What is expected: Could you write out these rows again, replacing "a point" with "a marker" throughout and leaving everything else unchanged?
-- Start of Material for the task --
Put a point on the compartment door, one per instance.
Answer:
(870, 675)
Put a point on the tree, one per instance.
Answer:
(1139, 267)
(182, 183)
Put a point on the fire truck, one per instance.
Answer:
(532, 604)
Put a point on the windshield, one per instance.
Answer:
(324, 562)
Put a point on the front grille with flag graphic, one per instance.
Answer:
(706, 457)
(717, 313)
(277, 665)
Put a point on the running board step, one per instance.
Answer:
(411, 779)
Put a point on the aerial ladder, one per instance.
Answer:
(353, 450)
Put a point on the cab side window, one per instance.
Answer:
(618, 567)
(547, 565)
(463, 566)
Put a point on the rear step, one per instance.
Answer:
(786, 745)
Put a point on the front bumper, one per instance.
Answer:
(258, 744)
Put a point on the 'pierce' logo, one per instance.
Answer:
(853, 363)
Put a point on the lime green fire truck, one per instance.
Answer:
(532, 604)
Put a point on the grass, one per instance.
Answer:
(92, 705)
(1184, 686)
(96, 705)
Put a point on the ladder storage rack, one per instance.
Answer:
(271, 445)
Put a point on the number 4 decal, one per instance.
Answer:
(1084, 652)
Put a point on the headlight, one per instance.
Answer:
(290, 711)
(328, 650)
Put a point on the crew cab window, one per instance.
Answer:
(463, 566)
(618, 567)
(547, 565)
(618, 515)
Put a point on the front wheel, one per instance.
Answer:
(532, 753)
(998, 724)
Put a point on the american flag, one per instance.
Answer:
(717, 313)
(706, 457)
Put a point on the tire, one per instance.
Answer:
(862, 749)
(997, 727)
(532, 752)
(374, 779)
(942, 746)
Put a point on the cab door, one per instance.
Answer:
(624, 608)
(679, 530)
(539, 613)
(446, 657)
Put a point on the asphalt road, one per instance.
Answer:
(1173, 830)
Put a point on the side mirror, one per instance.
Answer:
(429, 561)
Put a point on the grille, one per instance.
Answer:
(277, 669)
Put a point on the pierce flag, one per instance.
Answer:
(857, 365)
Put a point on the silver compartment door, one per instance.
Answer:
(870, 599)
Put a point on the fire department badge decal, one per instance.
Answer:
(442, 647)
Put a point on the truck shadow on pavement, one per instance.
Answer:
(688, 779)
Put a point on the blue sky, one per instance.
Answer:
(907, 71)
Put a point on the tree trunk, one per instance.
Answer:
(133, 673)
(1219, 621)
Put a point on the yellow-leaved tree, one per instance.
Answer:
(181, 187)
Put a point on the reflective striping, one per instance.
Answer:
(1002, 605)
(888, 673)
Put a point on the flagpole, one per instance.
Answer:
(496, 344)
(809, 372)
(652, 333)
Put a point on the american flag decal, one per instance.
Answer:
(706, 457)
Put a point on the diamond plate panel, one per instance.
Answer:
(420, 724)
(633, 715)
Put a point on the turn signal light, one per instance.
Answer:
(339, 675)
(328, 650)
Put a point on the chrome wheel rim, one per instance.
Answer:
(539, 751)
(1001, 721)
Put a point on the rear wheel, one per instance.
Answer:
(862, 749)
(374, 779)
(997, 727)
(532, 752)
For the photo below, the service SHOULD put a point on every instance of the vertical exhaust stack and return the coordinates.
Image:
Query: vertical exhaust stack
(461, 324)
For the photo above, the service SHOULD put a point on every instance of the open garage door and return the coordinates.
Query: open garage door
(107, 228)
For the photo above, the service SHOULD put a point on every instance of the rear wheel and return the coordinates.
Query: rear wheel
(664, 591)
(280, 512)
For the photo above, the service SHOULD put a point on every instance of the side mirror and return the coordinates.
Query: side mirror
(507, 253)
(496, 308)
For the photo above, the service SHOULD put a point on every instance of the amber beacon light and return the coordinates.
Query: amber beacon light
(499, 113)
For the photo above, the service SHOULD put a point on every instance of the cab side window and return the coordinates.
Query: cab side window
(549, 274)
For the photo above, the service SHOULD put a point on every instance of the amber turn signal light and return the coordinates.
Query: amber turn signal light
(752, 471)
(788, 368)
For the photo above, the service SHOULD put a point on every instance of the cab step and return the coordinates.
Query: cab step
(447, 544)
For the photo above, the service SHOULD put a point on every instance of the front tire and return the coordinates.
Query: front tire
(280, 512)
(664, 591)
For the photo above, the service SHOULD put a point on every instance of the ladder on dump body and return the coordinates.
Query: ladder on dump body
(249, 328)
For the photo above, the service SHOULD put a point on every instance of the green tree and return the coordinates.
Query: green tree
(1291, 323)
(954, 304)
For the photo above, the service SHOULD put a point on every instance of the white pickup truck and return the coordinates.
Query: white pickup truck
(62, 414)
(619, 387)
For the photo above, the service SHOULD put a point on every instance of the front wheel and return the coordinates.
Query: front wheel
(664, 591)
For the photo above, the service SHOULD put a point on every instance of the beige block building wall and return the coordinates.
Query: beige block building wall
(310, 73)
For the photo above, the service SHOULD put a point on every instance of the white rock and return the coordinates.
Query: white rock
-- End of Material for the task --
Solution to this exercise:
Put a marker on the compartment door, one per instance.
Answer:
(870, 675)
Put a marker on the tree, one per instance.
Answer:
(1139, 267)
(182, 183)
Put a marker on the fire truck, one per instance.
Answer:
(532, 604)
Put a marker on the windshield, one per instance.
Answer:
(324, 562)
Put a marker on the front grille with flag graphic, one per instance.
Answer:
(706, 457)
(717, 313)
(277, 665)
Put a marker on the running board step, one per instance.
Answer:
(411, 779)
Put a marker on the aerial ladder, one per instance.
Answer:
(353, 450)
Put a marker on the cab side window, one per instance.
Answer:
(618, 567)
(547, 565)
(463, 566)
Put a marker on the rear step, one per instance.
Answer:
(786, 745)
Put a marker on the front bumper, one per instance.
Answer:
(258, 744)
Put a marker on the 'pierce' logo, one per instance.
Answer:
(853, 363)
Put a marker on the lime green fire truck, one per instance.
Answer:
(532, 604)
Put a marker on the grass, one per instance.
Answer:
(92, 705)
(1184, 686)
(96, 705)
Put a marker on the ladder storage rack, one per instance.
Answer:
(271, 445)
Put a marker on the number 4 decal, one per instance.
Answer:
(1084, 652)
Put a marker on the headlight, one per instance.
Answer:
(290, 711)
(328, 650)
Put a marker on the crew cab window, one per instance.
Answer:
(463, 566)
(618, 567)
(547, 565)
(618, 515)
Put a marker on the front wheel, one per instance.
Answer:
(532, 753)
(998, 724)
Put a marker on the american flag, one per instance.
Answer:
(717, 313)
(706, 457)
Put a marker on the tire, one per instance.
Answer:
(862, 749)
(997, 727)
(532, 752)
(374, 779)
(942, 746)
Put a marker on the cab door, one per instance.
Answer:
(624, 608)
(679, 530)
(539, 613)
(446, 657)
Put a marker on the asphalt road, one per instance.
Answer:
(1173, 830)
Put a marker on the side mirror, one per instance.
Answer:
(429, 561)
Put a marker on the grille, one per instance.
Answer:
(277, 669)
Put a marker on the pierce flag, one per instance.
Answer:
(857, 365)
Put a marker on the silver compartment door, one per instance.
Answer:
(870, 599)
Put a marker on the fire department badge decal, one per instance.
Answer:
(442, 647)
Put a marker on the truck shadow on pavement, one per instance.
Answer:
(688, 779)
Put a marker on the blue sky, one per instance.
Answer:
(907, 71)
Put a marker on the tree trunk, one per instance.
Answer:
(133, 673)
(1219, 621)
Put a marker on the yellow-leaved tree, one per instance.
Answer:
(181, 187)
Put a marker on the reflective striping, one per instance.
Answer:
(1002, 605)
(888, 673)
Put a marker on the flagpole, one per instance.
Answer:
(496, 344)
(809, 372)
(652, 333)
Put a marker on the american flag decal, one per instance.
Answer:
(706, 457)
Put a marker on the diamond plate panel, one per instance.
Answer:
(420, 724)
(633, 715)
Put a marker on the turn signal light, one per instance.
Answer:
(339, 675)
(328, 650)
Put a marker on the chrome wheel rim, one per instance.
Answer:
(539, 751)
(1001, 721)
Put a marker on the rear wheel, one per instance.
Answer:
(862, 749)
(374, 779)
(997, 727)
(532, 752)
For the photo below, the service SHOULD put a marker on every instance of the vertical exhaust stack and return the coordinates.
Image:
Query: vertical exhaust stack
(461, 324)
For the photo above, the service SHOULD put a marker on every instance of the open garage door and return the coordinates.
Query: open garage door
(107, 228)
For the photo above, the service SHOULD put a marker on every instance of the rear wheel and return the coordinates.
Query: rear wheel
(664, 591)
(280, 512)
For the photo above, the service SHOULD put a marker on every instance of the side mirror and return the coordinates.
Query: side mirror
(507, 253)
(496, 308)
For the photo above, the service SHOULD put a marker on every instance of the amber beacon light and return the coordinates.
Query: amber beacon light
(499, 113)
For the photo above, the service SHOULD put a marker on every instance of the cab side window and return the coordinates.
Query: cab side window
(549, 274)
For the photo above, the service SHOULD put a marker on every instance of the amber turn signal light and return the coordinates.
Query: amber turn signal light
(752, 471)
(788, 368)
For the photo above, the service SHOULD put a marker on every instance of the cab step and return the coordinates.
Query: cab step
(447, 544)
For the photo above, the service SHOULD put a marker on every instance of the front tire and return the coordinates.
Query: front tire
(280, 512)
(664, 591)
For the photo above, the service SHOULD put a marker on every instance of the ladder on dump body and return the coordinates.
Query: ladder on dump body
(249, 328)
For the photo above, the service SHOULD put a marker on every instance of the green tree and return the coordinates.
Query: green tree
(1291, 323)
(954, 304)
For the photo above, the service SHOULD put a marker on every instance of the white pickup truck and return the coordinates.
Query: white pickup truck
(62, 414)
(619, 387)
For the photo above, the service SHOULD put a marker on every instance of the front wheel and return the coordinates.
Query: front wheel
(664, 591)
For the photo above, the service SHOULD put a marker on every instance of the beige block building wall and return the coordinates.
Query: beige block building wall
(310, 73)
For the photo above, the service SHOULD put a marker on every instance of the white rock and return the coordinates.
Query: white rock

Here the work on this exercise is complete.